DIRECTIONS>
1: In the news article on the Delta smelt ruling, explain why the federal guidelines limit water diversions and how reduced water exports serve that aim.
2: Continue the news article on the Delta smelt ruling from where it stops.

EXERCISE TEXT>
··········
By Dan Levine
SAN FRANCISCO (Reuters) - In the continuing battle over how California will cope with historic drought, an appeals court on Thursday sided with environmentalists over growers and upheld federal guidelines that limit water diversions in order to protect Delta smelt.
The 9th U.S. Circuit Court of Appeals ruled that a lower court should not have overturned recommendations that the state reduce exports of water from north to south California. The reduced exports leave more water in the Sacramento Delta for the finger-sized fish and have been blamed for exacerbating the effects of drought for humans.
The water-fish debate is a national political issue, and reaction from both sides was swift. In a blog post, Damien Schiff, an attorney for growers, said the ruling "bodes ill for farmers, farm laborers and millions of other Californians dependent on a reliable water supply."
··········
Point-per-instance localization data
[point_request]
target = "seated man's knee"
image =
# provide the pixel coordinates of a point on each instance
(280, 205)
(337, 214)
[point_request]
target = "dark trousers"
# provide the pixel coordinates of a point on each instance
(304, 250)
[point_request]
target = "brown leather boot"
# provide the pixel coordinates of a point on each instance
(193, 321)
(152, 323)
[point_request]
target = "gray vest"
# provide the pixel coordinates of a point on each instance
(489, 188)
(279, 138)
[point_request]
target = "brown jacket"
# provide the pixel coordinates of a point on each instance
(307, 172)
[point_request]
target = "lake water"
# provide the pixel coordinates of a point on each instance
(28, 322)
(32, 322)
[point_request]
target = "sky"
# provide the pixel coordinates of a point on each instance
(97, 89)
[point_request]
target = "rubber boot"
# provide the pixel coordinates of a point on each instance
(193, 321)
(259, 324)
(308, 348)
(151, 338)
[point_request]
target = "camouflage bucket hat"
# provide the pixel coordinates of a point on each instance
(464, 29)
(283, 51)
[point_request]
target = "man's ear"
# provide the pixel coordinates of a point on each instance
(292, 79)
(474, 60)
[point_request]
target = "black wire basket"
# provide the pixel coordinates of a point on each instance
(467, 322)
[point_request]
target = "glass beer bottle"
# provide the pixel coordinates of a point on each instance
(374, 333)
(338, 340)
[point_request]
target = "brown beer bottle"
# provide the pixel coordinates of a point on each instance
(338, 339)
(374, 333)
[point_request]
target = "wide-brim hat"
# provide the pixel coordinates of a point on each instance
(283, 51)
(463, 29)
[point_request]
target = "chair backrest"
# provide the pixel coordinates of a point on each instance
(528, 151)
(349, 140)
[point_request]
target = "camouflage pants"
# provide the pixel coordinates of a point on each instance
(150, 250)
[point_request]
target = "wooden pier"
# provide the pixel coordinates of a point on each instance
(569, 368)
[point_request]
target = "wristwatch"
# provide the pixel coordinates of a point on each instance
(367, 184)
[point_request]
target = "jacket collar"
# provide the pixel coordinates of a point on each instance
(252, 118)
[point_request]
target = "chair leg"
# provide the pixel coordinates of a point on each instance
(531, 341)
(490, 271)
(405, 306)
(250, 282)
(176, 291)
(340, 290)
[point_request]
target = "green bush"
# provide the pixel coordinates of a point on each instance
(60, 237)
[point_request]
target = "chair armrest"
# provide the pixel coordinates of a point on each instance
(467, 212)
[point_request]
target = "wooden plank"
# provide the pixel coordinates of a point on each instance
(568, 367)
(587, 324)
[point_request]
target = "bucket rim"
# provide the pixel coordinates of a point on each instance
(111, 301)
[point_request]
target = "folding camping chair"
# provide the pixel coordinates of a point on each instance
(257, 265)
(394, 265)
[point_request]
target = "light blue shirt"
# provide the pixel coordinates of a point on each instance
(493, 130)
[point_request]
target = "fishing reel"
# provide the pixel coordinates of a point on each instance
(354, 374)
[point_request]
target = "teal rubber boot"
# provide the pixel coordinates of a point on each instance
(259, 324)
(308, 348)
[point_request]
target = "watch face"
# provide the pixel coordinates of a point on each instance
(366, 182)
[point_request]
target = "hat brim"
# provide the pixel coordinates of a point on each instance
··········
REPLIES>
1: The guidelines limit water diversions to protect the Delta smelt. Reducing exports of water from northern to southern California leaves more water in the Sacramento Delta for the finger-sized fish.

2:
Efforts to save the Delta smelt, which lives only in the wetlands stretching north of San Francisco, have been described as a humans versus fish battle.
Kate Poole, a senior attorney for the Natural Resources Defense Council, said growers' hopes of taking more water out of the Delta wouldn't solve California's problems.
"It's the drought, not the Delta, that's affecting the water supply this year," Poole said in a statement. "While we can't make it rain, we can take charge of our water use by investing in smart water practices that protect and preserve our water supply."
At issue is a 2008 report by the U.S. Fish and Wildlife Service, which concluded that the fish's existence was threatened and recommended limited exports of water to farmers and southern California. Farmers and allies sued, and a lower court called the federal biological opinion "arbitrary and capricious."
However, in the opinion on Thursday, 9th Circuit Judge Jay Bybee ruled that the lower court should have been more deferential to the Fish and Wildlife Service.
Bybee, an appointee of President George W. Bush, is considered a consistent conservative voice on the 9th Circuit.
"We recognize the enormous practical implications of this decision," Bybee wrote. "But the consequences were prescribed when Congress determined that 'these species of fish, wildlife, and plants are of esthetic, ecological, educational, historical, recreational, and scientific value to the Nation and its people.'"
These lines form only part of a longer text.